**GIVEN REQUEST**. Reproduce the material below word for word, from the line with "# test: point out the sunlit" up to and including its final line, and leave out everything before that line.

**DATA ENTRIES**.
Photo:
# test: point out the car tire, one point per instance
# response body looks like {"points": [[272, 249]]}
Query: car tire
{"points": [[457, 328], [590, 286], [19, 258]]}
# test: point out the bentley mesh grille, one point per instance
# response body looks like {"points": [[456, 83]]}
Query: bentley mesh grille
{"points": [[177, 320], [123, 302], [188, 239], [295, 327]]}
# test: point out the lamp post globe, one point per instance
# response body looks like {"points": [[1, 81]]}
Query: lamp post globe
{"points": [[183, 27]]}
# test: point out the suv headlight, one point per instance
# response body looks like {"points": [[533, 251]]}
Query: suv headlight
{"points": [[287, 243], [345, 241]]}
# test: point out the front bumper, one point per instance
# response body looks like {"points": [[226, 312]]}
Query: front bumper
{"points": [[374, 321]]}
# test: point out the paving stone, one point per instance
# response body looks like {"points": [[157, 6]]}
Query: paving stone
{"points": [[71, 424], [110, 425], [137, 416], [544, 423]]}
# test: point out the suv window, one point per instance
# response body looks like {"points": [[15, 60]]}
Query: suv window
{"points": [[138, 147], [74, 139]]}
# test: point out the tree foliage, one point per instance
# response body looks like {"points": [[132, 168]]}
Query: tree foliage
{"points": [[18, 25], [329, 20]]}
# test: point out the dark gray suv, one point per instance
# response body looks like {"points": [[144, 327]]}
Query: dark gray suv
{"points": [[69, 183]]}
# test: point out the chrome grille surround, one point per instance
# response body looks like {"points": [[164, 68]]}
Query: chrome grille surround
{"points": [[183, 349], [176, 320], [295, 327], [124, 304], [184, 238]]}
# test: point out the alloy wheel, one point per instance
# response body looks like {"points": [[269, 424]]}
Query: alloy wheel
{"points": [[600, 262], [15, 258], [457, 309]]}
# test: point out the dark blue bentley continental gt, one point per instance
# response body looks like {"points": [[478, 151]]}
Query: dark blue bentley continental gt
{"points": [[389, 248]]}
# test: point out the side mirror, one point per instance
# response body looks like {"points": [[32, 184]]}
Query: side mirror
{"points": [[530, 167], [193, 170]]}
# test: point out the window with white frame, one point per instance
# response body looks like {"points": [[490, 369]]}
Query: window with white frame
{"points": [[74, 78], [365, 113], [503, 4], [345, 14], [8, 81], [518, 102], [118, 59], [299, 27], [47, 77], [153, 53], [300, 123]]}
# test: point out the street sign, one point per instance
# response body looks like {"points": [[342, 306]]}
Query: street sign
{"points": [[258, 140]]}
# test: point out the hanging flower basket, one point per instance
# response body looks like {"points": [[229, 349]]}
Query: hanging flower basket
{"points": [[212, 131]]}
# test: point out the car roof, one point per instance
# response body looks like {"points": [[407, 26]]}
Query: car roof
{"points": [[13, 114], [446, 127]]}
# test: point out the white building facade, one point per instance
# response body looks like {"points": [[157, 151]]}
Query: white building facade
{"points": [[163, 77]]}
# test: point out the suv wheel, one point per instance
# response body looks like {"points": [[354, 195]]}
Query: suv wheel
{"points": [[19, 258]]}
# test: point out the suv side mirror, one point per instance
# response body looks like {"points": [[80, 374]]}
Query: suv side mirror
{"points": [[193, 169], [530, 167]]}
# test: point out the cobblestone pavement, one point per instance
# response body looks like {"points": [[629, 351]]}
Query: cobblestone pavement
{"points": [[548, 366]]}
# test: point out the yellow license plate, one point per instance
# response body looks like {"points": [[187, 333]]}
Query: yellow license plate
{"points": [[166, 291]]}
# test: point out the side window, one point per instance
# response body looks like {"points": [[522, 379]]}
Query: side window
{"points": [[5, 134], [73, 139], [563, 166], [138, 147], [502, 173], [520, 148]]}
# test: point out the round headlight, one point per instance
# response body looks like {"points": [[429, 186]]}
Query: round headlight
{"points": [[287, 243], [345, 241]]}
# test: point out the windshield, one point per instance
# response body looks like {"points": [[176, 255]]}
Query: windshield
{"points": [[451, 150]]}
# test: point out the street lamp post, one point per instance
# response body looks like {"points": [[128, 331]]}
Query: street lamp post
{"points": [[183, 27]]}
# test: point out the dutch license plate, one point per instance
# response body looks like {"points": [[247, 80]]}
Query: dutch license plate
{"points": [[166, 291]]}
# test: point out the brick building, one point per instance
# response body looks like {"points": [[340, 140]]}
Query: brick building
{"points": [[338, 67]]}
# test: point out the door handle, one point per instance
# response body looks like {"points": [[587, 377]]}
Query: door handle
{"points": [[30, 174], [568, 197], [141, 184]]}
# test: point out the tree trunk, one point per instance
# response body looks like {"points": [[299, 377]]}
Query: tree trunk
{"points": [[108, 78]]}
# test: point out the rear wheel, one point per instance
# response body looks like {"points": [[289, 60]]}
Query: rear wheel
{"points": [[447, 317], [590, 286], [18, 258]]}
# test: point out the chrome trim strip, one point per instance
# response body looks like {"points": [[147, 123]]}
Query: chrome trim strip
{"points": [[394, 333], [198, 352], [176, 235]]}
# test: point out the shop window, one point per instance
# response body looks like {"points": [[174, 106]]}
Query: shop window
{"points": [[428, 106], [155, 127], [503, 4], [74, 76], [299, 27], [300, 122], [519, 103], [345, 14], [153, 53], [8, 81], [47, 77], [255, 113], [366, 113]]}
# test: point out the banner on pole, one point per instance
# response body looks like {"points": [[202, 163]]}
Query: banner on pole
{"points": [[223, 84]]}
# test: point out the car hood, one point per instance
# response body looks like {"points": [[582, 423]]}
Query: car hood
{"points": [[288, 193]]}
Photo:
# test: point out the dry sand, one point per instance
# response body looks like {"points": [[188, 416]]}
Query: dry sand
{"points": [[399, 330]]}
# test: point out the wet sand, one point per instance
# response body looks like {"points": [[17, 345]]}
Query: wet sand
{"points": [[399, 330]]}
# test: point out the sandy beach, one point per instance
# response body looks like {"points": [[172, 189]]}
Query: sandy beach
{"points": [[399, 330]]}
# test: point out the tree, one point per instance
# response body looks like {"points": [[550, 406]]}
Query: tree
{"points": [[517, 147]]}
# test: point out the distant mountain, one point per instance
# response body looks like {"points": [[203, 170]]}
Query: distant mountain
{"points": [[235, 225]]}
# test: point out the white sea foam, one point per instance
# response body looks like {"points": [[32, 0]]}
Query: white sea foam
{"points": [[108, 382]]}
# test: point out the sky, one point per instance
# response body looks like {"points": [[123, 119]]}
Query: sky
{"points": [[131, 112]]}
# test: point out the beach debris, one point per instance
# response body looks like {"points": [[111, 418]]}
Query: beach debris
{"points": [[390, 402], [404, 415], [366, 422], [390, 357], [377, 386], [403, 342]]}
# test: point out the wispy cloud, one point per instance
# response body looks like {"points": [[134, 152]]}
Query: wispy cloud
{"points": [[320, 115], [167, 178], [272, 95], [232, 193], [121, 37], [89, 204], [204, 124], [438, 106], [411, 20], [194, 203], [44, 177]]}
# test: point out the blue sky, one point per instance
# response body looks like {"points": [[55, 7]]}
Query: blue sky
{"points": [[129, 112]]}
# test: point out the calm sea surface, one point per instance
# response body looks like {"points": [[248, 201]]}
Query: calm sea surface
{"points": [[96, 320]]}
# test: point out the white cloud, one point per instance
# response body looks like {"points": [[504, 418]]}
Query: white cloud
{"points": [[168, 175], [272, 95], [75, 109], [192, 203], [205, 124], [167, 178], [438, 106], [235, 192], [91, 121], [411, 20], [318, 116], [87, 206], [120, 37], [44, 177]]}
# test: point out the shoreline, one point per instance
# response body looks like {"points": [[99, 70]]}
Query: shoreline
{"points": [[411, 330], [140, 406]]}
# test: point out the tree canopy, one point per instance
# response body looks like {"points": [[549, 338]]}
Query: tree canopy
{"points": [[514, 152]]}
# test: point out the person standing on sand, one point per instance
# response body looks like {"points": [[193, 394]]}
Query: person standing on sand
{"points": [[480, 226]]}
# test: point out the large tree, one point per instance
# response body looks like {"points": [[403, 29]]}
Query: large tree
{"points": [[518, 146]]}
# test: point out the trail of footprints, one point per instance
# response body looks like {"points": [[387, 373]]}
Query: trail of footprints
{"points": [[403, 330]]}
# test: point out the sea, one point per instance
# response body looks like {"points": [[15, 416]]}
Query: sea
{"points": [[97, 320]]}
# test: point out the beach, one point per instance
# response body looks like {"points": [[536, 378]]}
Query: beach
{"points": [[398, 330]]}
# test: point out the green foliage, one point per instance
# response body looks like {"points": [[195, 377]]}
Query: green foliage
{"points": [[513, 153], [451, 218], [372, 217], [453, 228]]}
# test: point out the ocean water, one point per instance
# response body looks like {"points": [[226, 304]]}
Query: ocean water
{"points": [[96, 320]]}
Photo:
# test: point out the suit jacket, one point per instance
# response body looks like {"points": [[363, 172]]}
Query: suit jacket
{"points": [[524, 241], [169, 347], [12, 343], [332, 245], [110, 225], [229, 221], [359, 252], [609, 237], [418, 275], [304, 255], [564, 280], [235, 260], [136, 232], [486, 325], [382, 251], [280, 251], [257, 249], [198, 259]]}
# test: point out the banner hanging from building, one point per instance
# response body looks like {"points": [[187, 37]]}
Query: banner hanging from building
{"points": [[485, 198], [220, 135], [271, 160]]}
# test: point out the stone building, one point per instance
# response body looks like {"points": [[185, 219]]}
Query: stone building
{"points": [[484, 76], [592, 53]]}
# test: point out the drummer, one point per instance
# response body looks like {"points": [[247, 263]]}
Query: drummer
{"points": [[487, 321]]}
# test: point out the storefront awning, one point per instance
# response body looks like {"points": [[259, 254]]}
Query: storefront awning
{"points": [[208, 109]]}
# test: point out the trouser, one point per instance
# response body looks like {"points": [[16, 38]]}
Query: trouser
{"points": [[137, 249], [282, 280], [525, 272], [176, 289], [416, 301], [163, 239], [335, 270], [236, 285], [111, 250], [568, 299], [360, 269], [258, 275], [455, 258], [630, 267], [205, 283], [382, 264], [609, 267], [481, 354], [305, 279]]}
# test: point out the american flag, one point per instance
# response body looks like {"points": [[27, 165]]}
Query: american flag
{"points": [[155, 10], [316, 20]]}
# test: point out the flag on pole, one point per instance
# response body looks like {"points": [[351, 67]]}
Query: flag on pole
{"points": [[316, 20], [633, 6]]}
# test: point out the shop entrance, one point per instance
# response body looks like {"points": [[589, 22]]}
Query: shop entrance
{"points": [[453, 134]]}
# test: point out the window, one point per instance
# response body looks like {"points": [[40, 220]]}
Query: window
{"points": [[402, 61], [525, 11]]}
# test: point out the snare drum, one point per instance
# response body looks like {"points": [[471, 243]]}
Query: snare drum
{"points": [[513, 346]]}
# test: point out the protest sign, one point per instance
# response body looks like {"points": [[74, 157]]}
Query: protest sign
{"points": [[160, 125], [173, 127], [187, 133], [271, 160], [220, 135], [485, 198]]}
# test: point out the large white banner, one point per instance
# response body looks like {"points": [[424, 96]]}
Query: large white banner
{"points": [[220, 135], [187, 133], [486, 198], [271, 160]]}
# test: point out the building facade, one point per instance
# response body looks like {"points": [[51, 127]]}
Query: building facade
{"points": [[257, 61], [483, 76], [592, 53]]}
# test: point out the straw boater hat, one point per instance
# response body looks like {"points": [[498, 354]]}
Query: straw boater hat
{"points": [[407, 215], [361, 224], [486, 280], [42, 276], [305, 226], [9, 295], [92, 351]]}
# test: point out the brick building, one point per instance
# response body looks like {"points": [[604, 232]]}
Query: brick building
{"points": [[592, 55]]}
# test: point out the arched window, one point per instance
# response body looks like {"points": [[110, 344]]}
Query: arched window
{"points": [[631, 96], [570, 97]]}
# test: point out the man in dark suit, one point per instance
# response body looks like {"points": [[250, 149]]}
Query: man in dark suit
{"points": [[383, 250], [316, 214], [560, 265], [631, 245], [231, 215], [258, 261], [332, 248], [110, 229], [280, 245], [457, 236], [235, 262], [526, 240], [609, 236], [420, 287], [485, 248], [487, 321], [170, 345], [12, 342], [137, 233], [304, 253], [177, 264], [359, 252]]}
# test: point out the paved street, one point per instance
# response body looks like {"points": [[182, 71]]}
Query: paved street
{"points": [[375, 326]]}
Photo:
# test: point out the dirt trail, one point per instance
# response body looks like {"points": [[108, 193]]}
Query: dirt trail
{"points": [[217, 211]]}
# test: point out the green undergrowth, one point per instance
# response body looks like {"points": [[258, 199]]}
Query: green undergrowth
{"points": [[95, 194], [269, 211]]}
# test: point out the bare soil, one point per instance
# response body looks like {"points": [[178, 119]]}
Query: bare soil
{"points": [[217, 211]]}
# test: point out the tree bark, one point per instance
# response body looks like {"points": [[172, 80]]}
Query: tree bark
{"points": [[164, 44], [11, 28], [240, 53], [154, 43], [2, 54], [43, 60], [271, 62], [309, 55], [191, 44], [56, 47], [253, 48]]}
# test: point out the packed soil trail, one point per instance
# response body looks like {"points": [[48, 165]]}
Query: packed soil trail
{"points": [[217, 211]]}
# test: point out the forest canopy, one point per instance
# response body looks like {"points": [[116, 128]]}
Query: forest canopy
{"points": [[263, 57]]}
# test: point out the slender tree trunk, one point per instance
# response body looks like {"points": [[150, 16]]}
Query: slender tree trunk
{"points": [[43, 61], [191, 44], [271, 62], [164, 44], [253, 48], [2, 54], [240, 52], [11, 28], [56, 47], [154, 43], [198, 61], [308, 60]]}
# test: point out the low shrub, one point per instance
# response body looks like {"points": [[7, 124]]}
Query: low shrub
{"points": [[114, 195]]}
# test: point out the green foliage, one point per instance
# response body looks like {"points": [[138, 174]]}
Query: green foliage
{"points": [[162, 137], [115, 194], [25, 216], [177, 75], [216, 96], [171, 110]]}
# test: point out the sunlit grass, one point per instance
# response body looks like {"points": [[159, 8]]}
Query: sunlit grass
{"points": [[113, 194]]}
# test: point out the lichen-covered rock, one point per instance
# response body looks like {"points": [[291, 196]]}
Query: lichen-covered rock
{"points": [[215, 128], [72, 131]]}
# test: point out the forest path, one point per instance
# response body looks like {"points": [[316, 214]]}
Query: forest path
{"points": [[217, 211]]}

**EXERCISE RESULT**.
# test: point out the sunlit grass, one point per instance
# response body looks like {"points": [[159, 8]]}
Query: sunlit grass
{"points": [[113, 194]]}
# test: point out the lichen-covered rock, one point per instance
# response body looks like {"points": [[291, 196]]}
Query: lichen-covered rock
{"points": [[215, 128], [72, 131]]}
# test: point out the forest path, one point per instance
# response body looks like {"points": [[316, 214]]}
Query: forest path
{"points": [[217, 211]]}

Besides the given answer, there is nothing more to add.